(Referring expression pointing data)
○ ○ ○ ○ ○

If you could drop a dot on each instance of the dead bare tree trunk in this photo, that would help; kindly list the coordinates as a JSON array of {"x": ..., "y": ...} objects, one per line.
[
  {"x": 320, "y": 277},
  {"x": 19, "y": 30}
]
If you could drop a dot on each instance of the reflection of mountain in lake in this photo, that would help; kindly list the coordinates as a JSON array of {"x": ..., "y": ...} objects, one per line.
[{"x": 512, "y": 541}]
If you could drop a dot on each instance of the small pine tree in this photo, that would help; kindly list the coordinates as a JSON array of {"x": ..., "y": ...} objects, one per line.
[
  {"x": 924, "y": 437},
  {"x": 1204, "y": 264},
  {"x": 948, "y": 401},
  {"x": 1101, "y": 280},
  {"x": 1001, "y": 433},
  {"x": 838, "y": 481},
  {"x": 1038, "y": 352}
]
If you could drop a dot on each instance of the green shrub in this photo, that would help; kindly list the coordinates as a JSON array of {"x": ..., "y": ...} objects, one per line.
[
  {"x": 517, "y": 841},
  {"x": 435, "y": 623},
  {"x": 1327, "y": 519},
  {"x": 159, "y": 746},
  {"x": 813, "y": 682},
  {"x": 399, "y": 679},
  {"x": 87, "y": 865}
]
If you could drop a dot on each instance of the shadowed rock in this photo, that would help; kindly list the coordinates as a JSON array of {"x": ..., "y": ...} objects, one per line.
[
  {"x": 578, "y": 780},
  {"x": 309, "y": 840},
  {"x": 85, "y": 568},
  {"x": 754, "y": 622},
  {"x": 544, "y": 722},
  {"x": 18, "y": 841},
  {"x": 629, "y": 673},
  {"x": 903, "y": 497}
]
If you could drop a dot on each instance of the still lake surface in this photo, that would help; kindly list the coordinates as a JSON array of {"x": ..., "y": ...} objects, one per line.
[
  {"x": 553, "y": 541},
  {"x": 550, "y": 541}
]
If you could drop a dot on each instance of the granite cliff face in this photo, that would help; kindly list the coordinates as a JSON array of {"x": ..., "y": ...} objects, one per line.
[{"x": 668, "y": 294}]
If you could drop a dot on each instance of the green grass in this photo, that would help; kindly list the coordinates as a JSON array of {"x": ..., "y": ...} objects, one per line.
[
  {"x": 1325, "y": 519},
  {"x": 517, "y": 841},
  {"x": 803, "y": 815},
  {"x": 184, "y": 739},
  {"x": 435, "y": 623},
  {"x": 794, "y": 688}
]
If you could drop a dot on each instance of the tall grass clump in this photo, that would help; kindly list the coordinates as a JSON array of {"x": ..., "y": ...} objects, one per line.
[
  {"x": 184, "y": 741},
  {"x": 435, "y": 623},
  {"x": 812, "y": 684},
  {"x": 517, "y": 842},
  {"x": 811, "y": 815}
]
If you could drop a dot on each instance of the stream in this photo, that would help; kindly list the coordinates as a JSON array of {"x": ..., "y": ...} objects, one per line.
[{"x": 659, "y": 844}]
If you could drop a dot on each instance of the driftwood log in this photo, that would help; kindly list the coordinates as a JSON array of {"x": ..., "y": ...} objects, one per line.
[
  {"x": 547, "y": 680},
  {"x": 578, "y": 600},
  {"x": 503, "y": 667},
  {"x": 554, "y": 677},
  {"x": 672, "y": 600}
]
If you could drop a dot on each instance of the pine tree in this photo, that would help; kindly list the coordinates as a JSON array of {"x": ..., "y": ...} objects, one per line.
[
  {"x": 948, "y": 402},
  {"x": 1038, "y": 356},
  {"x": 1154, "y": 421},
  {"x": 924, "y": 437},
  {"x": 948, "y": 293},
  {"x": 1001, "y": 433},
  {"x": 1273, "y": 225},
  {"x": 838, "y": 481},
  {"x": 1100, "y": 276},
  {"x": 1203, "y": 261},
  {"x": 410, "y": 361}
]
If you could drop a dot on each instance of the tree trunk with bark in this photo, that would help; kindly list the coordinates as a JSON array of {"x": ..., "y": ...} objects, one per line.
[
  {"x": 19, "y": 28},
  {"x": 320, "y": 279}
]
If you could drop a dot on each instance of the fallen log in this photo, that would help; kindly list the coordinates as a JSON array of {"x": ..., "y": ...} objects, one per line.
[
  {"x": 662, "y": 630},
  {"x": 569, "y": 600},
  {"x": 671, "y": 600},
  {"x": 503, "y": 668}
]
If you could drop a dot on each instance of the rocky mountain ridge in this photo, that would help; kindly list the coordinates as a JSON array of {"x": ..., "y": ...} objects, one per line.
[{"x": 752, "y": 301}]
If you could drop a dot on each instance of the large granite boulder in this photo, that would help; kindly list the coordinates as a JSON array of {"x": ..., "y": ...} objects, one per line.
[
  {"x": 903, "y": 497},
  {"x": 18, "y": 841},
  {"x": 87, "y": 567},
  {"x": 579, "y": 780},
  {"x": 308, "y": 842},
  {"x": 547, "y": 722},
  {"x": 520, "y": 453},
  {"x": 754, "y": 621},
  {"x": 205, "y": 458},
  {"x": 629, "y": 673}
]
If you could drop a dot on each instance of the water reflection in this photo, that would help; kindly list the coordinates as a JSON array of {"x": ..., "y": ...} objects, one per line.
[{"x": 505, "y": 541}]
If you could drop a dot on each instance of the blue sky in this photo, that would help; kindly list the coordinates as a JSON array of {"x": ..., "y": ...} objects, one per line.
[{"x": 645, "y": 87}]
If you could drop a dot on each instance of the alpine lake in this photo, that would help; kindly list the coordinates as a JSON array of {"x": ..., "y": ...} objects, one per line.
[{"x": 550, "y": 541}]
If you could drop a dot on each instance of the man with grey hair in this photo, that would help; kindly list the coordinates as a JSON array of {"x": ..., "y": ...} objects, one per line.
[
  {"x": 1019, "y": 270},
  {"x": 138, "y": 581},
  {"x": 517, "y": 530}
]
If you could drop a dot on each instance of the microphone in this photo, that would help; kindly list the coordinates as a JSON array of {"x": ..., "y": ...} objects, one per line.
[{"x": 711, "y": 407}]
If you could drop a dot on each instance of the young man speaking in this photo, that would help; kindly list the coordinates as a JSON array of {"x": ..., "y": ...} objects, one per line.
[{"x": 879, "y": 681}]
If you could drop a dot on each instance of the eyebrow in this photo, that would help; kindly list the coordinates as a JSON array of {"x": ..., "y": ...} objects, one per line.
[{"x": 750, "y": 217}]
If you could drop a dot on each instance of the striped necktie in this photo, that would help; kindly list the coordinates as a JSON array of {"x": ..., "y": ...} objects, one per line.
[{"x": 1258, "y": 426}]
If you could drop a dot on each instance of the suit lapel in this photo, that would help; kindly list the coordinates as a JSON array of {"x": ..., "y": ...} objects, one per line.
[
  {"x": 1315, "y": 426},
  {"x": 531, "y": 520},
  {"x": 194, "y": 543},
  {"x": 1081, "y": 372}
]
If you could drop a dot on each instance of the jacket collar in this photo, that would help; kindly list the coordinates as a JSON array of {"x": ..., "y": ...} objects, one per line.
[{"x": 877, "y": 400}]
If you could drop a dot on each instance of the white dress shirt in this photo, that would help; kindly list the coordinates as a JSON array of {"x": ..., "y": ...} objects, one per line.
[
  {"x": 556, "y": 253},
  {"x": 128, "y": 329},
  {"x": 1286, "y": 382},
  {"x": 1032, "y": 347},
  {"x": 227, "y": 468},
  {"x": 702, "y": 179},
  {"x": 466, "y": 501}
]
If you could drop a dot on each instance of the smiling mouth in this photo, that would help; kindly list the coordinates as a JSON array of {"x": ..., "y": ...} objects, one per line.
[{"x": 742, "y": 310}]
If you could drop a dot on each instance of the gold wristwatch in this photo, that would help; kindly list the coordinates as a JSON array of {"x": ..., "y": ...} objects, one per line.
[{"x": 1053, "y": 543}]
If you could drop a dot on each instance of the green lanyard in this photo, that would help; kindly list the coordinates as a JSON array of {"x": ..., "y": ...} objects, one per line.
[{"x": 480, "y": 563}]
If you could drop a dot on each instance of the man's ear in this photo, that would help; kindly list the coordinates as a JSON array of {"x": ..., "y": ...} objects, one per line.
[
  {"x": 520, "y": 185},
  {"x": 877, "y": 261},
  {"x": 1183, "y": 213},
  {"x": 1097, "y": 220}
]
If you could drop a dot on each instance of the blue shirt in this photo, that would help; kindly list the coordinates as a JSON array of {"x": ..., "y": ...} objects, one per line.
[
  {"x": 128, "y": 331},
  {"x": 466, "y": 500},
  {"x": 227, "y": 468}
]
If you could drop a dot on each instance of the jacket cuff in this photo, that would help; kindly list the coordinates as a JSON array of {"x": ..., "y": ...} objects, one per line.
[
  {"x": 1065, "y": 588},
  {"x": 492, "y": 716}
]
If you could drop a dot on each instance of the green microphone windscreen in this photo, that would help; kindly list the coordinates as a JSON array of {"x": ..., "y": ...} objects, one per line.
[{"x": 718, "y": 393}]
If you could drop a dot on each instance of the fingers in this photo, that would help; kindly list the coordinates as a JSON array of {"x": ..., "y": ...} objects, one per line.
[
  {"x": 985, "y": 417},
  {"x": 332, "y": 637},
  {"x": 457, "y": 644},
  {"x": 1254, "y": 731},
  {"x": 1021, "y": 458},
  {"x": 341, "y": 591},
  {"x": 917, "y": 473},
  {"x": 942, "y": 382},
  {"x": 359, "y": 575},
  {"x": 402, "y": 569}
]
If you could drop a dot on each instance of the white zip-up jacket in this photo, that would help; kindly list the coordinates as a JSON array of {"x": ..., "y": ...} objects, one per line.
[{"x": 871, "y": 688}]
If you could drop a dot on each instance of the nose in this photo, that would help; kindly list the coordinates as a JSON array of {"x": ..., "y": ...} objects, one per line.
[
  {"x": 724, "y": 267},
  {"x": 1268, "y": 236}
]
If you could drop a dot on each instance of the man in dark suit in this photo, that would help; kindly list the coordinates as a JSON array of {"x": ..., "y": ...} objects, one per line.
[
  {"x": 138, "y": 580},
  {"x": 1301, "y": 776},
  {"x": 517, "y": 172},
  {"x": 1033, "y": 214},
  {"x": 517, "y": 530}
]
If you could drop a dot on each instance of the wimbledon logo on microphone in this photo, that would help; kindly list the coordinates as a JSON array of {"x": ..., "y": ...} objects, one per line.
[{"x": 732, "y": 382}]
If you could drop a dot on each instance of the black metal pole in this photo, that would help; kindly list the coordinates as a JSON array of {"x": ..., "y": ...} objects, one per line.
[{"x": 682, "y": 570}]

○ ○ ○ ○ ○

**PROBLEM TO SOLVE:**
Find the line with "of the wimbledon". Transcribe it and every line after it exactly, through the end of the records above, and nothing else.

**PROBLEM SOLUTION:**
If you could drop a dot on each instance of the wimbledon logo on microphone in this photo, that would help; kindly list the coordinates as a JSON array of {"x": ..., "y": ...} objects, one per line.
[{"x": 732, "y": 382}]
If you could drop a dot on each instance of the black metal pole in this photo, that would help; kindly list the coordinates as a JSON array of {"x": ..., "y": ...} objects, one per line.
[{"x": 682, "y": 570}]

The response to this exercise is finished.